#### Requests:
(A) Answer these questions about the blog text on meditation and macro photography:
(i) How long did the writer meditate after settling into bed?
(ii) What did the writer do to self and space before the call began?
(iii) What does the writer name as the subject of the macro photography?
(B) Pick up the blog text on meditation and macro photography after its final sentence and continue it.

#### Selected excerpt:
--------

Embracing Growth: A Reflective Meditation Experience

Growth is an interesting thing. I began an 8 week course last night and waking up this morning my heart was feeling so full. Alicia led us through a couple meditations and the one, well it was near water and my soul was instantly there and the peace I felt wash over me was quite moving.

A wonderful group of women, I am thankful to be a part of. After our call and once I was settled in to bed, I pulled my head phones back out… and meditated for an entire 10 min straight. Something I honestly haven’t done in a very long time, my mind just hadn’t been able to ‘connect’.

I was so nervous to join, yet everything in me led me to that point and I was in full trust. Not only that, sitting at my desk, in my zen den, felt like coming home to me. I smudged me and my space before we began. Sat very comfortably at my creator desk – yes I have two in the space, one for everything creative and the other for the not so “fun” things but necessary responsibilities. I was about to sit at the “responsible” desk, because my cord was there, until I was quickly reminded, this, THIS is what you set up this space for. In my comfy chair with my bolster and my art and cameras and lenses in front of me.

When we can pull back in life, much like macro photography, sometimes we need to see the big picture, but far more often its these little details, that often get overlooked in our life. We get “busy” doing this and that and forget what our soul really needs.

Rediscovering Creativity After Loss: My 8-Month Journey

Life is interesting at times, as I lean into myself even more I can better sense when I need to be more gentle with myself, or when I need to stop and redirect.

As a strong coping mechanism I have leaned hard on the redirect and listening.

As the oldest of my siblings, Ive been the one to communicate a lot with them, this week as I was communicating with my siblings, it hit me, again, its just the three of us. I know I should say “just” very loosely, so I pray he was there, he was present spiritually and oversaw all.

Last night I took some time for me, as I could feel the emotions slipping, I allowed the tears to fall, into the redirect. As much as I wanted, in that moment to just sit and have the biggest pity party, I clearly heard, get your camera.

Something that provides me so much heartfelt joy, and as soon as I am behind it, everything else fades, my heart opens up to the immaculate beauty all around me. I don’t have to travel far, my macro lenses are my outlet, nature, my subject.

Today, I begin an 8 week workshop, one that I happened upon when I opened Facebook a few weeks ago, a friend, who I reconnected with in the spring, who also has a pull to 444, is running and said it completely transformed her life.

--------

Excerpts of pointing data
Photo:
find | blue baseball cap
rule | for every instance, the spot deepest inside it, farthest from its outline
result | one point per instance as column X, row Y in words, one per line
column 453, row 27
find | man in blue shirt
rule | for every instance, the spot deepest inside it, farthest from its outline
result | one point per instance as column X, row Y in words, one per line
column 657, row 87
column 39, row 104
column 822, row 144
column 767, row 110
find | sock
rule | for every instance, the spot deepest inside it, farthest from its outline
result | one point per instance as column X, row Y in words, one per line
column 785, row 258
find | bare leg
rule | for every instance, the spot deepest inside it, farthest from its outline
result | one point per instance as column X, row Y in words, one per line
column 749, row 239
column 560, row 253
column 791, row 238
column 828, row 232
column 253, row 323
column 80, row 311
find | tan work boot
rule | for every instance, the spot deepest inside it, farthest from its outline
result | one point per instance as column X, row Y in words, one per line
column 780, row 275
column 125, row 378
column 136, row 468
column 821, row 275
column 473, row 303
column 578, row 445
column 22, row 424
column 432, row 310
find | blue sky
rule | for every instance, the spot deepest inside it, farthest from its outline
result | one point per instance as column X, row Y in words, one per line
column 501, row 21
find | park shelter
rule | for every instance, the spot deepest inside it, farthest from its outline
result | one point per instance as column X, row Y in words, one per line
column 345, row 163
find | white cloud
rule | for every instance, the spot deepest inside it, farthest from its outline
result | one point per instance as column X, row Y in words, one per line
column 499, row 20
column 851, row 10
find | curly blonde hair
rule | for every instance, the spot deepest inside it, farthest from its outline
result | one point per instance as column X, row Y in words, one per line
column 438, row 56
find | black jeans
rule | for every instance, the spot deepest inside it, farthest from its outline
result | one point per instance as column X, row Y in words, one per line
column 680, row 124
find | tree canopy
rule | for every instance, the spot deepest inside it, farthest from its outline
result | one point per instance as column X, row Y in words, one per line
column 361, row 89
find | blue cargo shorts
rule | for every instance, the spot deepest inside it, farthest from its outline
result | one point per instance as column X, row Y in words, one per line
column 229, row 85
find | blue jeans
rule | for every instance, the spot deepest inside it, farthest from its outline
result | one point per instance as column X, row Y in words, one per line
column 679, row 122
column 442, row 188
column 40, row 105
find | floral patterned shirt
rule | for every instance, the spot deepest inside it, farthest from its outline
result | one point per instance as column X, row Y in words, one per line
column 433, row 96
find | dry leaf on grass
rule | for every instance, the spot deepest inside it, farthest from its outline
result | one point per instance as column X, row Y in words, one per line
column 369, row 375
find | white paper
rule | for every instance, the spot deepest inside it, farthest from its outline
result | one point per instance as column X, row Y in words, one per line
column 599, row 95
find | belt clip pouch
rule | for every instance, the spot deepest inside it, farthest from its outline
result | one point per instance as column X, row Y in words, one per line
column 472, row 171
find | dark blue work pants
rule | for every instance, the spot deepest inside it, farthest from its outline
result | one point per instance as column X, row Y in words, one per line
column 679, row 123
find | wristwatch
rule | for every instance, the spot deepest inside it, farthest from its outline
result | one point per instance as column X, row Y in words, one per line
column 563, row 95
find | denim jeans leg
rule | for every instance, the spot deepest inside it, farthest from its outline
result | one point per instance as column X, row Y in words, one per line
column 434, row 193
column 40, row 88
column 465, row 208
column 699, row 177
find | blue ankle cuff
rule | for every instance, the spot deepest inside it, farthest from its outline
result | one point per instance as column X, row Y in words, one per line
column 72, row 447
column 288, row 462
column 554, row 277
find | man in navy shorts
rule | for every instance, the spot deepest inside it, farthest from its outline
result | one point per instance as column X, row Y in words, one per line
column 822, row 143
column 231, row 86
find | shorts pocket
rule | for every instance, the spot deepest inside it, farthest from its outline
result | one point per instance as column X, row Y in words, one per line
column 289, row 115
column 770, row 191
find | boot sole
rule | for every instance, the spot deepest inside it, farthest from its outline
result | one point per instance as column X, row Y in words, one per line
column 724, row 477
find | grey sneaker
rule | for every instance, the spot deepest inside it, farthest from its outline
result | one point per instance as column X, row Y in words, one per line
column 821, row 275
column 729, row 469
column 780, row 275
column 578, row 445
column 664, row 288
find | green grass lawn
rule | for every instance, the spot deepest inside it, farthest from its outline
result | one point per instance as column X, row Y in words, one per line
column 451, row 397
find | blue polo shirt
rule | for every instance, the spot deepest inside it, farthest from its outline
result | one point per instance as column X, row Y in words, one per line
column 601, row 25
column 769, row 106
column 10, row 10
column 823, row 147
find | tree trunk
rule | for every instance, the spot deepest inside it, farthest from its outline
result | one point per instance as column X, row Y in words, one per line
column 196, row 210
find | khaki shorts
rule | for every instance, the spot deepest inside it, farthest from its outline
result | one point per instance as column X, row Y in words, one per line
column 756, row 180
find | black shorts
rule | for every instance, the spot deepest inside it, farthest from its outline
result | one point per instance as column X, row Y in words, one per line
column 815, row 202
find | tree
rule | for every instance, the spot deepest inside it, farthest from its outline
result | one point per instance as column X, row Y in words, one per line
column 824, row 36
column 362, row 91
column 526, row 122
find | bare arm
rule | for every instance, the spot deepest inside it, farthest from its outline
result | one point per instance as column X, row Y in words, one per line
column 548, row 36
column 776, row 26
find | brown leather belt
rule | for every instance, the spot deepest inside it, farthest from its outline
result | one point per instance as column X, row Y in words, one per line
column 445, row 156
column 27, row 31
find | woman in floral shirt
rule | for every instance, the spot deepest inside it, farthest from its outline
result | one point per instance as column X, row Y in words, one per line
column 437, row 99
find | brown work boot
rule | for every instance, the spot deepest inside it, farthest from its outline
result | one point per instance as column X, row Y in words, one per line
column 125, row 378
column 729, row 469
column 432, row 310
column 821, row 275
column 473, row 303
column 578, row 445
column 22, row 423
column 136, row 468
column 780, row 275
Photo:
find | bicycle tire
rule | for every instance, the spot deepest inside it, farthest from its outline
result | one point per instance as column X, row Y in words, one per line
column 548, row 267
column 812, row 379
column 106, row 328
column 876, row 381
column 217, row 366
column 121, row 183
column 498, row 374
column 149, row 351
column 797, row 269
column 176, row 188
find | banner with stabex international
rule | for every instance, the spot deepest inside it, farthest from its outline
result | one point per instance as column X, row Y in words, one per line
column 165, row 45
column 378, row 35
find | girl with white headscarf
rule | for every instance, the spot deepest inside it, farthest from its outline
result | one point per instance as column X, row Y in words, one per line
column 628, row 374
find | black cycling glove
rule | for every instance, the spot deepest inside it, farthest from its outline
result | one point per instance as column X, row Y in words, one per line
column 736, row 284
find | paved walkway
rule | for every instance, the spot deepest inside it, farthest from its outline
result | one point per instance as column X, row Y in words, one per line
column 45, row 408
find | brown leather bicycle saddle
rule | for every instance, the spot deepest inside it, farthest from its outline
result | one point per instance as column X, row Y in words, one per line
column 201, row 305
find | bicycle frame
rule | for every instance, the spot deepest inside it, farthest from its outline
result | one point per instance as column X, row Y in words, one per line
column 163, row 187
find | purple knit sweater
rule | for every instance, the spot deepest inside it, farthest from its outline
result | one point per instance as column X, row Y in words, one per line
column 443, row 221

--------

#### The answers:
(A)
(i) An entire 10 minutes straight.
(ii) The writer smudged both self and space.
(iii) Nature.

(B)
Today, I face a fear of the unknown, I resisted looking through the workbook, however truthfully it didn’t take much resistance, everything new in the past 8 months has been hard. It just clicked… that the day, today… that this course begins… its exactly 8 months.

8 months since a piece of me left, since my life forever changed.

The same day, I begin this transformational course, with strangers, well, I know who is facilitating it, everyone else strangers, healing just like me in their own way. Change, embarking on something new, can still shake up emotions, which hit me yesterday.

Ive been told I shouldn’t share too much, keep it private. And yet, I personally, over the years have learned, shifted and healed in so many diverse ways, from reading other people’s stories. We can all learn and grow by trusting and sharing, without judgment, that can be so freeing. Ive finally broken the connection with social media, truthfully for the past 5+ years it was like a support system, virtually of course. And yet, when it all came down to it… well virtually its there, my heart however has realized, the major shifts I needed to make to help free my energy. As I logged into FB this morning, to grab a screen shot of the group and the information, I had no desire to poke around and see what anyone else is doing, this is Pam’s time. Truthfully Ive tried the online life, online “support” and in my experience, on social media, its just not authentic or real, the relationships are merely that, online and rarely shift out of it. Even in a time of need.

Ive had a strong pull to my blog, to my photography and I am grateful that last week something finally clicked and shifted. As I sat and wrote all that I was releasing, it felt in that moment like the shift began. Then burning those pages, reinforced it, there was no coming back from that desire. The pull back to my core of creativity, my blog. Where I also found comfort and solace for so many years prior to social media hitting the world stage. Where posting photos, goes so much deeper than just hitting like, it develops into conversation, understanding, curiosity and gets the mind going in the best way. Feeling proud and honored to share your art and the words effortlessly fall across the page.

Grief sucks, straight up. Sudden and unexpected, even more. I learn hard on gratitude, the connection we had was deep and I am so grateful for that.

I do truly believe the energy of and within this world is shifting, I can feel it. Truth is the knower and being of all, and if you aren’t living your truth, whatever that may be, get ready for a major shift in your life. Which will take you there by listening to your heart!

Embracing Healing in Shifting Times| Full Moon

Written July 9, 2025

It’s often too easy to sink into the victim game of life. After listening to a wonderful video about the full moon happening July 10th I feel even more aligned in life.

It’s time to choose the higher frequency, always. It’s time to stand behind your voice and also beside it. It’s time to know your oath and own truth. It’s time to go within for healing, reaching externally isn’t suffice anymore.

It’s not just for me and my healing, it’s for the world. At a time when hitting those energies is necessary, to set aside what anyone else is doing, any excuses or name game they may be playing.

It’s time for true, honorable healing, which can, and will, only happen when living an aligned, honest life.

There have been several road blocks Ive personally hit on this journey of life, some massive mountains, other mole hills and the in between bumps and hills.

Regardless of what anyone else is doing and even the shit thrown at us in life. I have had to shift, multiple times, in truth, everything within the 2020’s hit me even harder after a significant sudden loss of a family member. Something I have never used as an ‘excuse’ and yet more an understanding.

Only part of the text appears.